Can't see it, looks fine in all my browsers on a Mac. Please PM me the details.


----------



## sovietpop (Aug 9, 2005)

doesn't seem to work on my mac now. link goes to a dead page?

edit: working now, ta alef for the help


----------



## Soreenkid (Aug 9, 2005)

drunk on duty 

i may have to take this down, cos even though I took the photo, I don't own the rights. 

edit: bugger it, 72dpi @ 640 - no use to man or mouse.


----------



## pengaleng (Aug 9, 2005)

was he spitting out a rhyme?


----------



## jeff_leigh (Aug 9, 2005)

tribal_princess said:
			
		

> was he spitting out a rhyme?


----------



## pengaleng (Aug 9, 2005)

its true man he looks like hes rapping lol can in hand akin to mc's at a squat party and the dude next to him is throwing some funky shapes... big fish little fish cardboard box styleeeeeee


----------



## Soreenkid (Aug 9, 2005)

lol i told ya i had a good photo for this comp 

(he was actually - americans tch)

science as a sailor init


----------



## pengaleng (Aug 9, 2005)

hahaha sick  what was he rapping about? ''I fucked abby last night and shes a filthy ho'' ?


----------



## Soreenkid (Aug 9, 2005)

Um.... who's abby


----------



## foamy (Aug 10, 2005)

heres my first.
i only took it because it gave me the horrors


http://i12.photobucket.com/albums/a214/nayjaytay/theexamhall.jpg


----------



## Antrophe (Aug 10, 2005)

Darn, my entry for this was a crane too.  It'll be up later.


----------



## Firky (Aug 10, 2005)

foamy said:
			
		

> heres my first.
> i only took it because it gave me the horrors
> 
> 
> http://i12.photobucket.com/albums/a214/nayjaytay/theexamhall.jpg



I wonder if "I love suzie" is still scratched onto that desk


----------



## exosculate (Aug 10, 2005)

Soreenkid said:
			
		

> drunk on duty
> 
> i may have to take this down, cos even though I took the photo, I don't own the rights.

[Dataset rows]
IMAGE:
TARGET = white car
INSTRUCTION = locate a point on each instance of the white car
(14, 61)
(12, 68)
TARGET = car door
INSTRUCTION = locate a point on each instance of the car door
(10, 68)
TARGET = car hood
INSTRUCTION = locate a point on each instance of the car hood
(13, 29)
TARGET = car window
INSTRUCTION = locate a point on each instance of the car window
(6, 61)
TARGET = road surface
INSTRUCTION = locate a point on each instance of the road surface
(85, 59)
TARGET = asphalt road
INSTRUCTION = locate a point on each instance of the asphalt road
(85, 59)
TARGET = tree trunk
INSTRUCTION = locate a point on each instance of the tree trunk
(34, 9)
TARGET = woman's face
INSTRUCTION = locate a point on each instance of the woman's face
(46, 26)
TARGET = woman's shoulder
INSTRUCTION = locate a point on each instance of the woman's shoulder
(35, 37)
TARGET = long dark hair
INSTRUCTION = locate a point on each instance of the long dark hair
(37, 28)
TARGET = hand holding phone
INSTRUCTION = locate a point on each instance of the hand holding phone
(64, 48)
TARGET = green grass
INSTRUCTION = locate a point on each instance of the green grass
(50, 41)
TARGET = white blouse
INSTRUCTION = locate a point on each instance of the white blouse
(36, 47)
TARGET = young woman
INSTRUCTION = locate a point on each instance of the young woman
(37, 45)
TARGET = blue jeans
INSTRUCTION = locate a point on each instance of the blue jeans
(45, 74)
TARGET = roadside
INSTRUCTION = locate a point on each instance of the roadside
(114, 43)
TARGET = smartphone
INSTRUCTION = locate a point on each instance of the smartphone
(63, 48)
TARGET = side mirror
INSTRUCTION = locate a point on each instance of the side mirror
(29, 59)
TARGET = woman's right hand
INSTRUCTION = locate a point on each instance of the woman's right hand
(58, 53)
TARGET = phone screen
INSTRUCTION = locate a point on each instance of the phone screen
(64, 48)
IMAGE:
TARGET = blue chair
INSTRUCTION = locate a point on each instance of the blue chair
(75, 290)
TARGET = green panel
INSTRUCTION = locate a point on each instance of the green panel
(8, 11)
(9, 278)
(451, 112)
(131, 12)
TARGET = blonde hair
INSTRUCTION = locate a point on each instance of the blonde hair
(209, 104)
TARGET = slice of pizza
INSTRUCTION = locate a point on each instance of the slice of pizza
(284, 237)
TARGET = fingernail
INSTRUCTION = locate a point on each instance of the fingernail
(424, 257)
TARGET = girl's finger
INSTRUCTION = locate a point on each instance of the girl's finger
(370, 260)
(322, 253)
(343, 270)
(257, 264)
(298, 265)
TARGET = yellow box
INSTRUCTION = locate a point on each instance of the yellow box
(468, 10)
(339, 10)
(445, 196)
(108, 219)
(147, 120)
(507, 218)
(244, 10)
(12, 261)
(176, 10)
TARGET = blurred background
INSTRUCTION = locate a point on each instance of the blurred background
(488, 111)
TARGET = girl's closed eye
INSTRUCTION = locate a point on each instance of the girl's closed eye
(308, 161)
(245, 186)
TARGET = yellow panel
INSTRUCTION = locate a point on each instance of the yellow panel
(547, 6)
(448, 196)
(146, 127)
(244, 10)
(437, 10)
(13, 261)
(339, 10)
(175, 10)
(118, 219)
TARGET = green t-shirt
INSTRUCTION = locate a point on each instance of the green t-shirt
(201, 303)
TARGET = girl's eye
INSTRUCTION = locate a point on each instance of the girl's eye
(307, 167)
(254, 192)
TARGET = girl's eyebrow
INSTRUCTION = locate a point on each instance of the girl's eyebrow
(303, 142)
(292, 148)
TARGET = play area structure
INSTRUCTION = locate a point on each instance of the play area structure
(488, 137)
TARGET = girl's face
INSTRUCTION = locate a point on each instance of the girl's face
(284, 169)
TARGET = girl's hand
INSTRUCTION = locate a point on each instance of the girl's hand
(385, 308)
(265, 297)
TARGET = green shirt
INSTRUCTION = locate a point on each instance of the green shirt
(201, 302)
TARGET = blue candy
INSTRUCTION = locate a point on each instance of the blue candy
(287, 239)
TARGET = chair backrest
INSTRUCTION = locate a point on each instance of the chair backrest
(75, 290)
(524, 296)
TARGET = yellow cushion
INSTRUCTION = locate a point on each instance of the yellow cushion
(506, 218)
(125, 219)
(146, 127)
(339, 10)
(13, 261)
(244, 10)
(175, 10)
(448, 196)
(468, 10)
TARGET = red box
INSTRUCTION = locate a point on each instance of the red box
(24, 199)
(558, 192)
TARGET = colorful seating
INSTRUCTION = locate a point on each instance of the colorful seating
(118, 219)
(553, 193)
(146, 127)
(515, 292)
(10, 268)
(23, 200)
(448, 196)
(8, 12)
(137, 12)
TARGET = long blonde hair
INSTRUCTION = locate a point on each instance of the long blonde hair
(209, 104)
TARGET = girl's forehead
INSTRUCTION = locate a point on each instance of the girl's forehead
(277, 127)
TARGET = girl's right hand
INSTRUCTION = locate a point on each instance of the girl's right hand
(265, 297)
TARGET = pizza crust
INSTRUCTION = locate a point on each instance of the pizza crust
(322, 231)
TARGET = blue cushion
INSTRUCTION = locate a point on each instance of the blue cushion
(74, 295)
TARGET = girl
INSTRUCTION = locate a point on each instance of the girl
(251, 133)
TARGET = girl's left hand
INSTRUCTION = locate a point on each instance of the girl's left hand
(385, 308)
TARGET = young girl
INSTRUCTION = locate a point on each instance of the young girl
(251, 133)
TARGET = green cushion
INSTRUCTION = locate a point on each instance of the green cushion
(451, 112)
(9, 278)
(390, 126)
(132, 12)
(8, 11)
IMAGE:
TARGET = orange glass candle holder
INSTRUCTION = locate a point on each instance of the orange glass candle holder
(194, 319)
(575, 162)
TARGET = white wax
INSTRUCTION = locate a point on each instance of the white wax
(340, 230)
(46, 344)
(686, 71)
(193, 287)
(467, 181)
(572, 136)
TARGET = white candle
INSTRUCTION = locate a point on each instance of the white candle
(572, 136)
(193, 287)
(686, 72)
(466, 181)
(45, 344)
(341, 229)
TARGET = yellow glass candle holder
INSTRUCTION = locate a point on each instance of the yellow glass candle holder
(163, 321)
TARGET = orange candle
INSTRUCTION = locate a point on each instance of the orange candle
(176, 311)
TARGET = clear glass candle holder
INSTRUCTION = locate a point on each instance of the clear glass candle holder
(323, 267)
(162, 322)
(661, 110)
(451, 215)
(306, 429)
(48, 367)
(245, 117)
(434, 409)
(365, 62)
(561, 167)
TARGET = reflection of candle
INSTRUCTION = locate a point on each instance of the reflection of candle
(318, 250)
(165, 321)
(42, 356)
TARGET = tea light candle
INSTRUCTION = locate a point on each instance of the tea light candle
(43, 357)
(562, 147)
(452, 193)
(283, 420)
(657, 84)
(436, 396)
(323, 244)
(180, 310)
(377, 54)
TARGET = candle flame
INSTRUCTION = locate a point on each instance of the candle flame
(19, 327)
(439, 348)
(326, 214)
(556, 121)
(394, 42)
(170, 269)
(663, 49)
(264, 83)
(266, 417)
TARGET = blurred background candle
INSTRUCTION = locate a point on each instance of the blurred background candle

WRITTEN PROBLEM 1 - Based on the forum thread, decide whether each statement is true: (a) sovietpop's link problem was later resolved; (b) Soreenkid considers the photo's resolution good enough to be useful; (c) foamy took the exam hall photo because it looked appealing. Answer yes or no for each, quoting the words from the thread that settle it.
WRITTEN PROBLEM 2 - Carry the forum thread on from its last line.

EXERCISE ANSWER 1 -
(a) Yes: "edit: working now, ta alef for the help"
(b) No: "72dpi @ 640 - no use to man or mouse."
(c) No: "i only took it because it gave me the horrors"

EXERCISE ANSWER 2 -
> 
> edit: bugger it, 72dpi @ 640 - no use to man or mouse.




That is a great shot!


----------



## Firky (Aug 10, 2005)

exosculate said:
			
		

> That is a great shot!



it bugs me you can see the arc, of the john smith's emblem (sp?) cut off crudely, but if I cropped it any tighter I'd of lost the guy playing the invisible piano, finger... now that *really* pulls my eye, or is it just me?

(does that make sense?)


----------



## exosculate (Aug 11, 2005)

Firky said:
			
		

> it bugs me you can see the arc, of the john smith's emblem (sp?) cut off crudely, but if I cropped it any tighter I'd of lost the guy playing the invisible piano, finger... now that *really* pulls my eye, or is it just me?
> 
> (does that make sense?)




Yeah I know what you mean, how much have you cropped from the bottom of the pic?


----------



## Soreenkid (Aug 11, 2005)

About 1/2"

stickin with that version though - may clone it out, but thas' cheating


----------



## exosculate (Aug 11, 2005)

Soreenkid said:
			
		

> About 1/2"
> 
> stickin with that version though - may clone it out, but thas' cheating




Still stands as a very good pic regardless of that - don't clone it - that would be wrong.


----------



## alef (Aug 11, 2005)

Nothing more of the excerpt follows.